▶ [The exercise]
Please continue the passage on whether the 2016 and 2019 indictments charge the same offenses, starting after its final sentence.

I hold that the offenses charged in the 2016 Indictment are factually distinct from those charged in the present prosecution. Aside from a temporal overlap, there is little support for Defendant's position that the offenses are the same in fact. To begin, the shooting of Daquan Cooper was not mentioned in the 2016 Indictment. The murders alleged as predicates in the 2016 Indictment were either generic or pertained to different murders than those alleged in the 2019 Indictment. See, e.g., 2016 Indictment at 12 (alleging a "pattern of racketeering activity consisting of . . . [m]ultiple acts involving murder"); id. at 6-7 (describing the murders of Sadie Mitchell, Keshon Potterfield, and Jeffrey Delmore). And even if the two indictments alleged the same murders, the 2016 Indictment did not charge these murders as substantive crimes; they were merely predicate acts and therefore could be subject to prosecution without running afoul of double jeopardy. See Basciano, 599 F.3d at 198, 205.

▶ [Raw data]
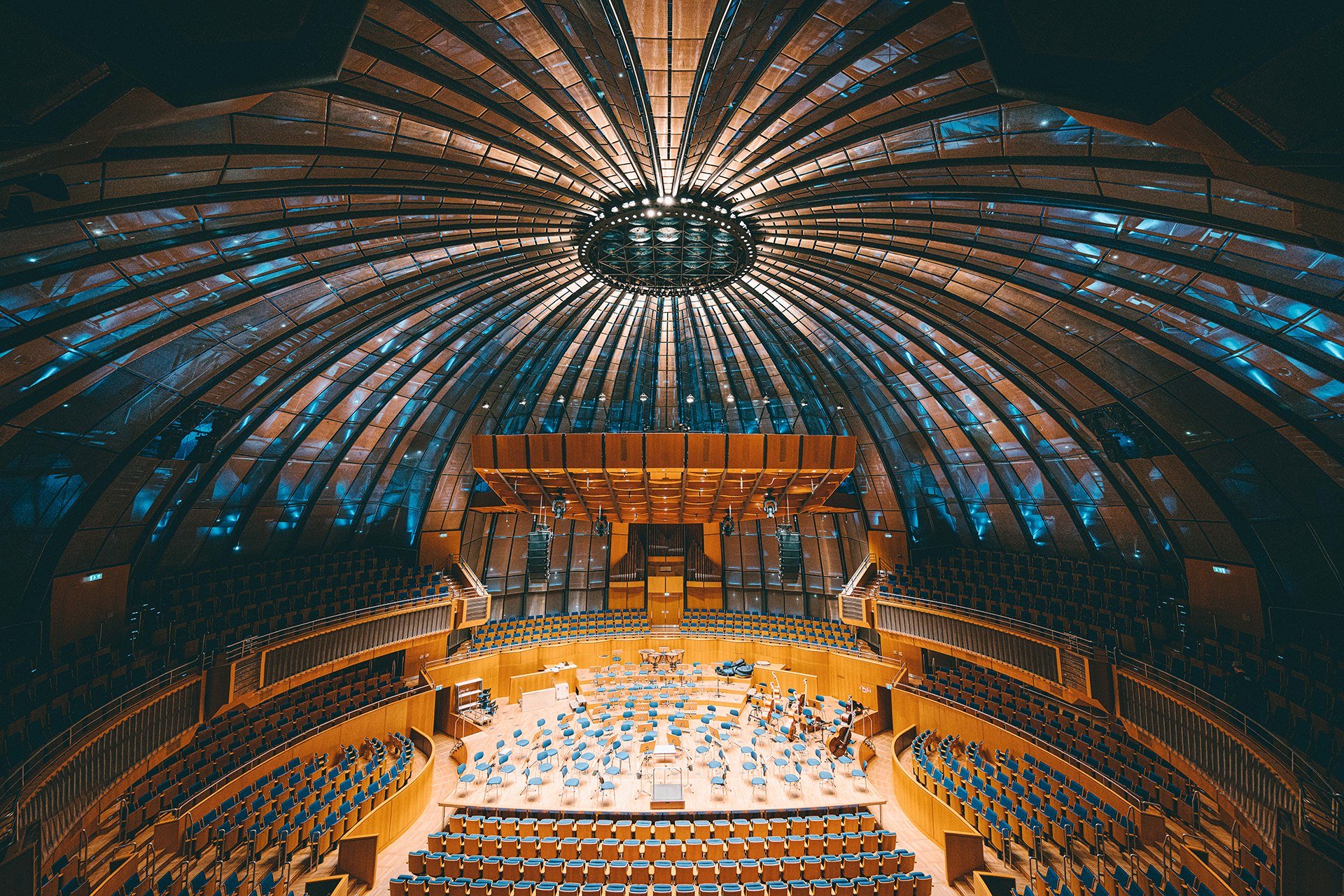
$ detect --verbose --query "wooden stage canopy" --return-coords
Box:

▶ [Result]
Furthermore, Daquan Cooper's killing was not referenced in Defendant's plea allocution, see Plea Transcript, ECF No. 29-9, nor during Defendant's sentencing, see Sentencing Transcript, ECF No. 29-11. And in connection with a 2016 bail hearing, the Government specified the acts of violence for which Defendant was allegedly responsible, including a stabbing, robbery, and resisting arrest; Cooper's murder was not mentioned. See 2016 Bail Letter at 8. Moreover, as discussed in greater detail below, the 2016 Indictment, plea agreement, and allocution all make clear that Defendant was pleading guilty to crimes committed on behalf of BMB—and not the Beach Avenue Crew—a different criminal enterprise. Therefore, even if Defendant has made a "colorable showing" that the 2016 crimes were the same as those charged in 2019—a dubious proposition at best—the Government has shown by a preponderance that a person familiar with the "totality of facts and circumstances" would not construe the 2016 Indictment to cover the presently charged offenses. Basciano, 599 F.3d at 197.

In sum, even assuming that any of the 2016 counts are legally the same as those charged in the 2019 Indictment, the factual analysis leads to the conclusion that Defendant has not been successively charged with offenses that are "the same in fact and in law." Estrada, 320 F.3d at 180. Accordingly, Defendant's motion to dismiss Counts One, Two, and Three on double jeopardy grounds is denied. B. 2016 Plea Agreement

1. Legal Principles

As a general matter, "[p]lea agreements are interpreted in accordance with contract law principles." United States v. Colon, 220 F.3d 48, 51 (2d Cir. 2000). In determining whether a plea agreement has been breached, "courts look to the reasonable understanding of the parties as to the terms of the agreement." Id. (citing United States v. Altro, 180 F.3d 372, 375 (2d Cir. 1999)).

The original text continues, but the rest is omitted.